YOUR TASK:
Should a line below contain the word "every", report it.

ENTRIES SUPPLIED:
+++++
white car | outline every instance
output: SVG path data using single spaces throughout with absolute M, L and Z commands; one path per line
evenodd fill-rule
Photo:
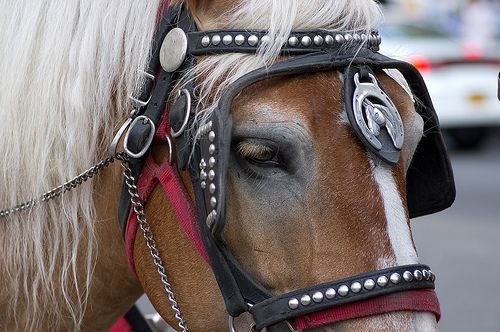
M 423 75 L 441 127 L 459 147 L 500 128 L 500 43 L 464 42 L 420 24 L 386 25 L 381 53 L 413 63 Z

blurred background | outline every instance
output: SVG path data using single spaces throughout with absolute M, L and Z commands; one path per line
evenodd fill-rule
M 455 173 L 455 204 L 412 220 L 440 331 L 500 331 L 500 1 L 384 1 L 384 14 L 381 52 L 424 76 Z
M 437 274 L 440 331 L 500 331 L 500 0 L 381 2 L 381 52 L 424 76 L 455 172 L 455 204 L 412 221 Z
+++++
ANSWER:
white car | outline every instance
blurred background | outline every instance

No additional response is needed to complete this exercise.